__What you need to do__
Only the final stretch of lines is needed: output exactly the line containing "Q: Point out each instance of the gray" and all lines following it in the listing below.

__Information given__
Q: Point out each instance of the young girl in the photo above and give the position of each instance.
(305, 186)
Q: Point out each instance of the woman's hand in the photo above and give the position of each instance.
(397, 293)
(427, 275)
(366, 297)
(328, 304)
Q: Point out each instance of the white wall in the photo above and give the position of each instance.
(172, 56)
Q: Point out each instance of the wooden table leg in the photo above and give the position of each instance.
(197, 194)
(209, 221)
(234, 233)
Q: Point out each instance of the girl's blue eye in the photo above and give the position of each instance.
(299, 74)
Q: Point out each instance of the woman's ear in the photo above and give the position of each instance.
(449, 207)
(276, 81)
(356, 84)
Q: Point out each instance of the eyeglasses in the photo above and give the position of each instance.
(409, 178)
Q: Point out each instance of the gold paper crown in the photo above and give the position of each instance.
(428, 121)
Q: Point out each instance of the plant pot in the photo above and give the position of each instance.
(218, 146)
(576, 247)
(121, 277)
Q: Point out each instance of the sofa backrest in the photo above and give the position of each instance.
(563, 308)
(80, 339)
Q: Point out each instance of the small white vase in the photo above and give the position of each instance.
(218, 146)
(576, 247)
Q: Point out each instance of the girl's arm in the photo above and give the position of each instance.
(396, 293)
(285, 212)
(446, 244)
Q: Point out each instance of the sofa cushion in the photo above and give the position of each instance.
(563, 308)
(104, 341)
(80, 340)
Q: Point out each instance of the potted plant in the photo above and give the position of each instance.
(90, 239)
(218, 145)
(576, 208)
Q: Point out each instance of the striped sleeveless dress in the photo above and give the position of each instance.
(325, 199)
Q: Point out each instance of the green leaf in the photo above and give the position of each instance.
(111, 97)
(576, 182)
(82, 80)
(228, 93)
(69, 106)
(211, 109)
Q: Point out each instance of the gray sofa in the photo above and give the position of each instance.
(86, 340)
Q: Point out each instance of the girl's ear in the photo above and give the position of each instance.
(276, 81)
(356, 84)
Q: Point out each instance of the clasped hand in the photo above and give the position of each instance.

__Task response__
Q: Point out each instance of the gray sofa in the photo above and give the position of each instance.
(86, 340)
Q: Point out each instance of the girl's ear in the photo above and give the position of each instance.
(276, 81)
(356, 84)
Q: Point out each instance of the clasped hand in the photo above and give the position of each instance.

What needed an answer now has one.